### Task directions
Can you write out, word for word, the part of the material that opens with the line containing "Highlight crane mast." and closes with the line containing "left=17, top=0, right=87, bottom=62", both of those lines included?

### Given data
☆ ☆ ☆ ☆

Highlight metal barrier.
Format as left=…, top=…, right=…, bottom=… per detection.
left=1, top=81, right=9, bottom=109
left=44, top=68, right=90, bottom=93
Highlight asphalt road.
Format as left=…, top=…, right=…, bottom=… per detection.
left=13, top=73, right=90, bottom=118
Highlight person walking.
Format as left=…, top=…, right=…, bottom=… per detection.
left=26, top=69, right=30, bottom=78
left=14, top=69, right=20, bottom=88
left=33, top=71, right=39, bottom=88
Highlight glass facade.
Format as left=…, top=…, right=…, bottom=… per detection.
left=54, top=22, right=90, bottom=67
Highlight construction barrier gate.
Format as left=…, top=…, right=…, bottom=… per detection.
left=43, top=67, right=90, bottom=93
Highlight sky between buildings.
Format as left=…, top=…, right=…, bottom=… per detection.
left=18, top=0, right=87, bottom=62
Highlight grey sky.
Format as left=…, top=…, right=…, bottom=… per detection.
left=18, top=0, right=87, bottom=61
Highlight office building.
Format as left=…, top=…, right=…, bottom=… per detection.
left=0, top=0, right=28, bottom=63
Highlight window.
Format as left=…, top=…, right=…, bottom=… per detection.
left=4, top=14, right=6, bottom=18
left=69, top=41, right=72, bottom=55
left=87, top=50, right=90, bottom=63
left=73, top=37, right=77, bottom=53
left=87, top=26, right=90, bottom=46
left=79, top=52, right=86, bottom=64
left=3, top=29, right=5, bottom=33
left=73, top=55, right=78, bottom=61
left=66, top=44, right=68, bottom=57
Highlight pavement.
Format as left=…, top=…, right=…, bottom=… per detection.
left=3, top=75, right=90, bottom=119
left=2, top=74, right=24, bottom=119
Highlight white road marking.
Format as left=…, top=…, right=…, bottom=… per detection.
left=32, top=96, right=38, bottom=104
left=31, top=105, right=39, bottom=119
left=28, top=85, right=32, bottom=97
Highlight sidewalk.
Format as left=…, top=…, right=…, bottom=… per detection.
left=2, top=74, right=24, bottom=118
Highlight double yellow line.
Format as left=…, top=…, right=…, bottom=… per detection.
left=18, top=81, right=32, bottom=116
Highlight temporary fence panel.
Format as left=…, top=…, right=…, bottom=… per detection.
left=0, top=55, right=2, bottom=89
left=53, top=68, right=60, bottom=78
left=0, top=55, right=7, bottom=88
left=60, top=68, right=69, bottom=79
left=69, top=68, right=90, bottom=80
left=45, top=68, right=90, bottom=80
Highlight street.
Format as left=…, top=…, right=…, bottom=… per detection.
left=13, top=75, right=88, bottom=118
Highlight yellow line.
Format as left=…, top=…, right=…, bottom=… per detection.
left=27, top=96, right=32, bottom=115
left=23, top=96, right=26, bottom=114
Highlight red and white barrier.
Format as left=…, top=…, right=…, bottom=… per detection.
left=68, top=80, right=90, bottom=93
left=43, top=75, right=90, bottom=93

☆ ☆ ☆ ☆

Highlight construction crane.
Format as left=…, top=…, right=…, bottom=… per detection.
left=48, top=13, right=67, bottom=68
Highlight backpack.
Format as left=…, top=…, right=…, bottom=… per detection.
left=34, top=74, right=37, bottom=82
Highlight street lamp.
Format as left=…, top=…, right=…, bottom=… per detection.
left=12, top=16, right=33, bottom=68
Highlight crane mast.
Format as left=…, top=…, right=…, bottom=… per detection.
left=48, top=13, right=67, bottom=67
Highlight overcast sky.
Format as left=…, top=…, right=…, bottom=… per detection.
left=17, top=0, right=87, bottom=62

☆ ☆ ☆ ☆

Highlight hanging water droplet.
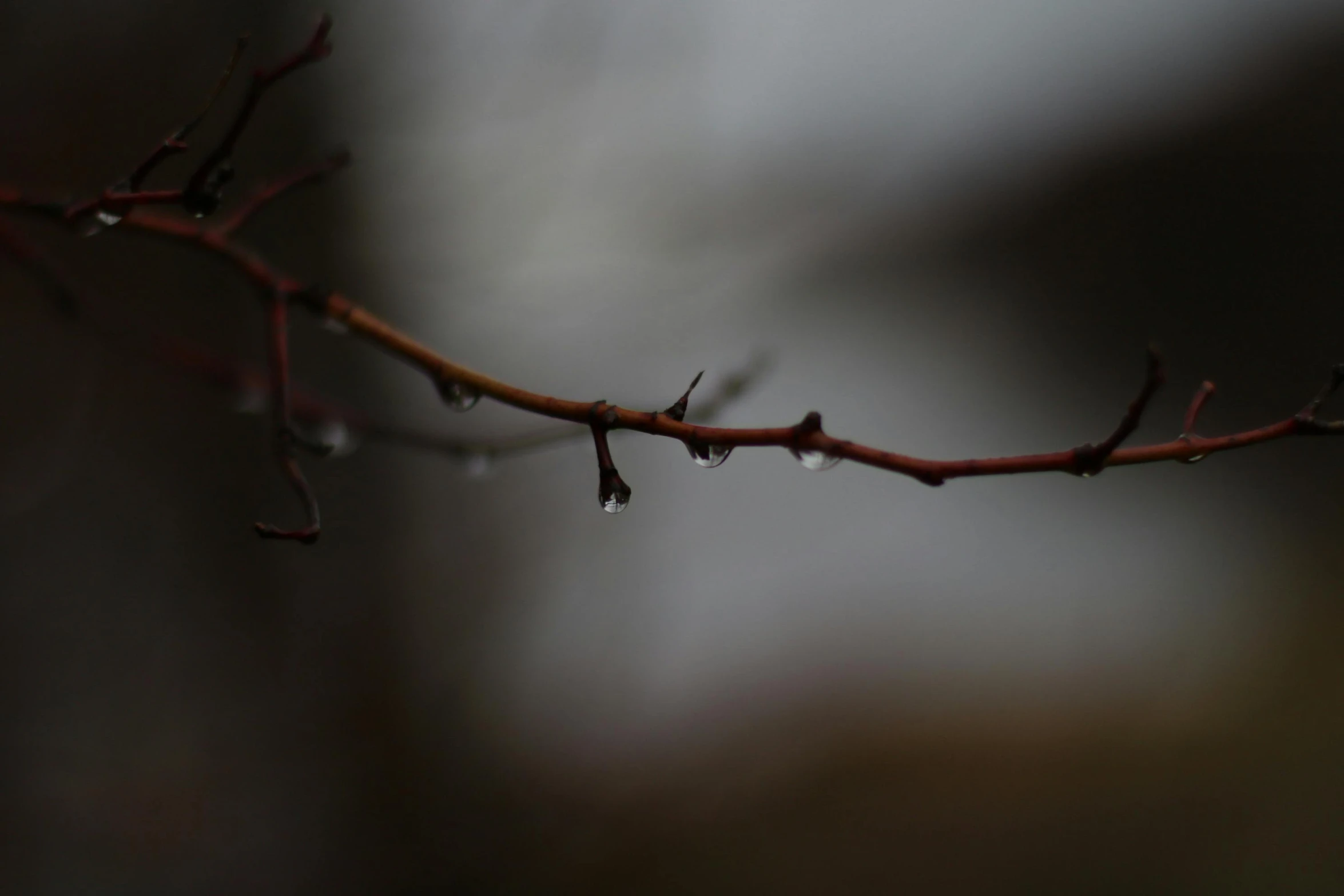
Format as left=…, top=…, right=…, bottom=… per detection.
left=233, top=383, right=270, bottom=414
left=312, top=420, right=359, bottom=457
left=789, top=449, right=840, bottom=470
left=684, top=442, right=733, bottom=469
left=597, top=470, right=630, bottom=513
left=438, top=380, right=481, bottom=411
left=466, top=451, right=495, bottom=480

☆ ☆ ☆ ☆

### Full answer
Highlight crane mast.
Format as left=…, top=…, right=…, bottom=… per detection.
left=48, top=13, right=67, bottom=67
Highlight overcast sky.
Format as left=…, top=…, right=…, bottom=… per detection.
left=17, top=0, right=87, bottom=62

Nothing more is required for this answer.